====== Passage to read ======
German Answer Xcite Zero
my 29" is at only 1.085g


----------



## godzuki26 (Mar 29, 2007)

You can send your fork to Push but it will not save you weight. Send it to NDtuned instead and drop your Fox Stepcast 32 to 1190 grams or around 2.6 lbs after the steerer is cut. Mine is 1248 grams or 2.75 lbs with full uncut steerer. Other small upgrades too on my fork from Hopp as well which include a carbon volume spacer and carbon adjustment dials.


----------



## semmiho (Jul 29, 2009)

Thanks for sharing this special tuning kit, looks really interesting. :thumbsup:
Saving 160-180 or even more grams for a 32 SC looks cool! How did you change the steerer tube, was it difficult?


----------



## Schulze (Feb 21, 2007)

godzuki, What was the purpose of changing the steering tube?


----------



## godzuki26 (Mar 29, 2007)

The steerer tube cannot be replaced without a proper press. It had to be done by a professional. The purpose of replacing the steerer tube was no reason other than wanting a brand new steerer with the hopes of it maybe being a little lighter. It's real intention is if the original steerer is cut too short which actually did not happen in my case. There is some discussion in this thread about avoiding carbon steerer but NDtuned also has a carbon Fox replacement steerer in the works. I would have got it but it was still being tested and not ready for sale.
Ndtuned also replaces stancions with their own brand. Although they are all black they have "NDtuned" etched in gold which is not stealth enough for me.
Final tip with an NDtuned OVR internal upgrade on a Fox SC fork is to not waste your money on the Factory fork....unless you need the Kashima coated stancions which I think don't do anything at all. Get the cheaper performance SC fork since the dampers will be completely replaced. The steerer, crown, and lowers are identical in both a Factory and a Performance. The only difference are the dampers which are Fit4 vs Grp3 which will be replaced by OVR.


----------



## sissypants (Sep 7, 2016)

godzuki26 said:


> The steerer tube cannot be replaced without a proper press. It had to be done by a professional. The purpose of replacing the steerer tube was no reason other than wanting a brand new steerer with the hopes of it maybe being a little lighter. It's real intention is if the original steerer is cut too short which actually did not happen in my case. There is some discussion in this thread about avoiding carbon steerer but NDtuned also has a carbon Fox replacement steerer in the works. I would have got it but it was still being tested and not ready for sale.
> Ndtuned also replaces stancions with their own brand. Although they are all black they have "NDtuned" etched in gold which is not stealth enough for me.
> Final tip with an NDtuned OVR internal upgrade on a Fox SC fork is to not waste your money on the Factory fork....unless you need the Kashima coated stancions which I think don't do anything at all. Get the cheaper performance SC fork since the dampers will be completely replaced. The steerer, crown, and lowers are identical in both a Factory and a Performance. The only difference are the dampers which are Fit4 vs Grp3 which will be replaced by OVR.
====== Entries supplied ======
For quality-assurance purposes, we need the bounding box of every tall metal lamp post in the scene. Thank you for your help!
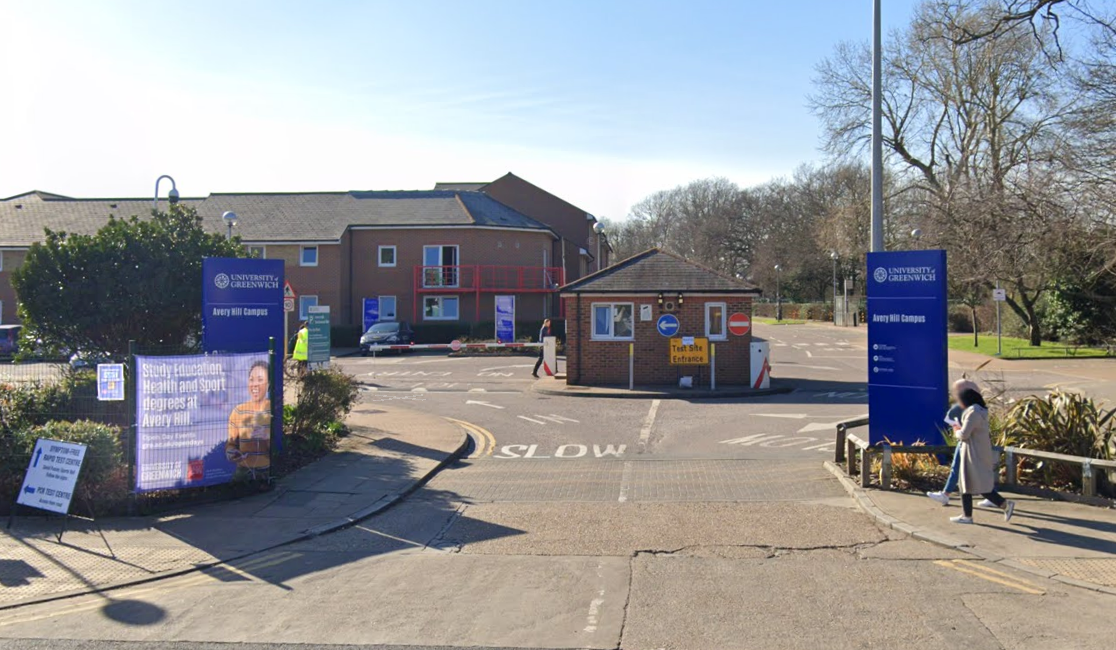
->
[593,221,605,270]
[221,212,239,240]
[151,174,179,210]
[775,265,782,321]
[829,250,837,325]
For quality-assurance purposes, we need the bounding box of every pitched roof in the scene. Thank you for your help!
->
[434,181,488,192]
[560,248,760,295]
[0,190,550,247]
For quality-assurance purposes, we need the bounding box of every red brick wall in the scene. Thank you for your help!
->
[562,296,752,386]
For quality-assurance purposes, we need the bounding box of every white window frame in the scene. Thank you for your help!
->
[705,303,729,341]
[589,303,635,341]
[377,296,399,321]
[422,243,461,289]
[298,246,321,266]
[376,245,400,268]
[422,296,461,321]
[298,296,318,321]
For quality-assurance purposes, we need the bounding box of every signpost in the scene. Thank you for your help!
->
[16,438,86,515]
[729,312,752,336]
[203,257,285,449]
[868,250,949,445]
[992,280,1008,356]
[655,314,681,337]
[306,305,330,369]
[360,298,379,334]
[671,336,709,365]
[496,296,516,343]
[97,363,124,402]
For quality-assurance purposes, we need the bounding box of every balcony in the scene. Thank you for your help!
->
[414,265,566,294]
[412,265,566,322]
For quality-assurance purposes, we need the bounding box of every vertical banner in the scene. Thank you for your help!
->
[202,257,287,448]
[496,296,516,343]
[868,250,949,445]
[360,298,379,334]
[136,352,272,491]
[306,305,330,367]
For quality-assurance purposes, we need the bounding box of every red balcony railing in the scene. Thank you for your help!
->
[414,265,566,319]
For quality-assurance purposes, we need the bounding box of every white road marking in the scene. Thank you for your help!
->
[639,400,660,453]
[465,400,503,409]
[479,363,535,372]
[616,460,632,504]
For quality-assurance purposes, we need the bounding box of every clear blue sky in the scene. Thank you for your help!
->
[0,0,915,217]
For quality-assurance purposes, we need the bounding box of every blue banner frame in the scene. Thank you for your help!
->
[867,250,950,445]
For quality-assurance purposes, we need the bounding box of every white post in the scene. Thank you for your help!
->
[709,343,716,391]
[872,0,884,252]
[628,343,635,391]
[995,280,1003,356]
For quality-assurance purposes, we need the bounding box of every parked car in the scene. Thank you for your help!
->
[360,322,415,356]
[0,325,23,357]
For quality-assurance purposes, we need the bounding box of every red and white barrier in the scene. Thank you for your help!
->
[367,341,542,352]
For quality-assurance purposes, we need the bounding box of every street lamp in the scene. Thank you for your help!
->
[593,221,605,270]
[151,174,179,210]
[775,265,782,321]
[829,250,837,325]
[221,212,238,240]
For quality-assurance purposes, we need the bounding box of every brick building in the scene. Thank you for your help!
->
[0,174,607,341]
[561,249,760,385]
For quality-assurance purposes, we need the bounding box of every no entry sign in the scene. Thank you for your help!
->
[729,312,752,336]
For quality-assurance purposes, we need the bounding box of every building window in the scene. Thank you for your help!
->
[379,246,395,267]
[298,296,318,321]
[379,296,395,321]
[705,303,728,341]
[298,246,318,266]
[593,303,635,341]
[422,296,458,321]
[422,246,459,288]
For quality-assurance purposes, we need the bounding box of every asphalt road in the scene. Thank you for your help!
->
[0,326,1116,650]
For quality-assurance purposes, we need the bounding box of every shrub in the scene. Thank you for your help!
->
[1001,391,1116,485]
[283,369,360,455]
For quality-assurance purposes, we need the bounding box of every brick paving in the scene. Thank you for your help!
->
[429,459,845,503]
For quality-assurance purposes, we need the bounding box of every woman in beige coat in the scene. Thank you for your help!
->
[950,389,1016,524]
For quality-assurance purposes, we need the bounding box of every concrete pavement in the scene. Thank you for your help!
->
[0,404,468,608]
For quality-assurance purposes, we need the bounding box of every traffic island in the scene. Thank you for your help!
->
[531,375,795,400]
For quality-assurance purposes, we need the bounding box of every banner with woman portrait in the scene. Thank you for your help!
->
[136,352,272,491]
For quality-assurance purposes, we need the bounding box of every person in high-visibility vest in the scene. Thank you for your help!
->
[291,321,310,369]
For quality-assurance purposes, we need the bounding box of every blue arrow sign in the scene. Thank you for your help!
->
[655,314,680,336]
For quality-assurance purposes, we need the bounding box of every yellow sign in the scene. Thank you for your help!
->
[671,336,709,365]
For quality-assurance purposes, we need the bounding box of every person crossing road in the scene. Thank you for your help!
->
[531,318,550,379]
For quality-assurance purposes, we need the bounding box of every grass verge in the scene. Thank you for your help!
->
[950,334,1108,360]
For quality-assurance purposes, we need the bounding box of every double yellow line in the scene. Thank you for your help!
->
[446,418,496,458]
[934,560,1046,595]
[0,551,302,628]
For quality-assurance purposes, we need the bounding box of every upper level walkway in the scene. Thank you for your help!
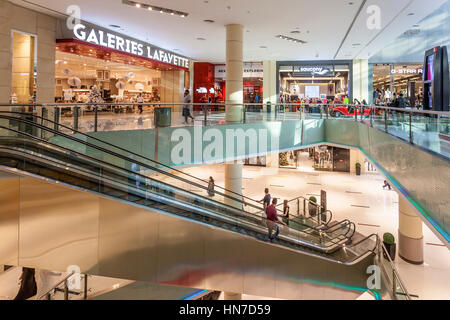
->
[0,105,450,245]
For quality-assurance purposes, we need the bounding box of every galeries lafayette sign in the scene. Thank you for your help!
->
[73,23,189,68]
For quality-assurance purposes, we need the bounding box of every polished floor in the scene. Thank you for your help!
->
[171,154,450,299]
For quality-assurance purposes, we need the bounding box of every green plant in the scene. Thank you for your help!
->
[383,232,395,245]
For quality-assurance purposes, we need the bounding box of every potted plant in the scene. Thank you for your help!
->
[308,197,317,217]
[383,232,397,261]
[355,162,361,176]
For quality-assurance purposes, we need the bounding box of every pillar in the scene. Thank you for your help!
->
[225,161,242,209]
[263,61,278,112]
[353,59,369,101]
[350,149,366,174]
[225,24,244,122]
[223,292,242,300]
[398,194,423,264]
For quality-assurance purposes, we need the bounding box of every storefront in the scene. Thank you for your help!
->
[55,21,190,107]
[371,62,423,107]
[277,60,353,103]
[194,62,264,108]
[279,145,350,172]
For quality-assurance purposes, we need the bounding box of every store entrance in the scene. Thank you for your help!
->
[333,148,350,172]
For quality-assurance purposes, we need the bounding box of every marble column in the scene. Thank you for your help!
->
[398,194,423,264]
[225,24,244,123]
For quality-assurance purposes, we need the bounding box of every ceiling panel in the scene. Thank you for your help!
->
[10,0,444,62]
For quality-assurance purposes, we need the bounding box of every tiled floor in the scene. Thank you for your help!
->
[174,155,450,299]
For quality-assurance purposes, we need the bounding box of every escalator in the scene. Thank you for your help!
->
[0,112,378,298]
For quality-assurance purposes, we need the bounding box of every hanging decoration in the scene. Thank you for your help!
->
[63,68,73,76]
[67,77,81,87]
[134,82,144,91]
[116,81,126,90]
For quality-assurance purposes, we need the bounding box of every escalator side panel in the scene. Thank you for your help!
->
[0,169,372,298]
[0,171,20,266]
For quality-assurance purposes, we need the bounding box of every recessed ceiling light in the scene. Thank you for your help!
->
[275,34,307,44]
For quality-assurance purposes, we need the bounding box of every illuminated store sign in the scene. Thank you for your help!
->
[73,24,189,68]
[391,69,423,74]
[294,66,333,76]
[215,62,264,79]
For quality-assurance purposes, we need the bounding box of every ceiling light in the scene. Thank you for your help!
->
[275,35,307,44]
[122,0,189,18]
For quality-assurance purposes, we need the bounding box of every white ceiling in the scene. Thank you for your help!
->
[10,0,446,63]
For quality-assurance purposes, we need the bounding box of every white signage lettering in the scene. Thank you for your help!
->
[73,23,189,68]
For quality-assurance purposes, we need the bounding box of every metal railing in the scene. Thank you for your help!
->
[377,237,411,300]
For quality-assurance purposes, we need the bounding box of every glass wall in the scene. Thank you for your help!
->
[10,31,37,104]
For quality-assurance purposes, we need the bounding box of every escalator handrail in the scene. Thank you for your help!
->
[0,144,347,253]
[0,112,261,209]
[0,111,258,208]
[0,125,350,248]
[0,112,342,235]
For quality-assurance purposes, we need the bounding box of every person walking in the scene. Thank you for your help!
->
[137,93,144,114]
[266,198,285,243]
[208,177,215,197]
[183,90,194,124]
[281,200,290,226]
[259,188,271,211]
[383,180,392,190]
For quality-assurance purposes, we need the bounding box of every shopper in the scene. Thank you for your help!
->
[281,200,290,226]
[259,188,271,211]
[183,90,194,124]
[137,93,144,114]
[208,177,215,197]
[266,198,285,243]
[383,180,392,190]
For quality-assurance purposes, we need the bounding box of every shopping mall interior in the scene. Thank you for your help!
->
[0,0,450,304]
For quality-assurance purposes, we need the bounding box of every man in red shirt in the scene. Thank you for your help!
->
[266,198,285,243]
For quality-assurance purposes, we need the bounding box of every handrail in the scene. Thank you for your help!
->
[0,114,348,239]
[378,237,411,300]
[0,111,264,208]
[38,271,75,300]
[0,122,348,248]
[0,115,260,209]
[0,102,450,116]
======
● Request A
In the fork-tuning thread, what weight does godzuki26 give for their own fork with the full uncut steerer?
● Request B
Could you condense the paragraph of the fork-tuning thread beginning "You can send your fork to Push" into a short bulleted list that keeps its main facts?
● Request C
Retype the fork-tuning thread from "Thanks for sharing" up to and including "was it difficult?".

● Exercise output A
1248 grams, or 2.75 lbs.

● Exercise output B
- Sending the fork to Push will not save weight.
- NDtuned can bring a Fox Stepcast 32 down to 1190 grams (about 2.6 lbs) once the steerer is cut.
- The poster's fork weighs 1248 grams (2.75 lbs) with the full uncut steerer.
- It also has small upgrades from Hopp: a carbon volume spacer and carbon adjustment dials.

● Exercise output C
Thanks for sharing this special tuning kit, looks really interesting. :thumbsup:
Saving 160-180 or even more grams for a 32 SC looks cool! How did you change the steerer tube, was it difficult?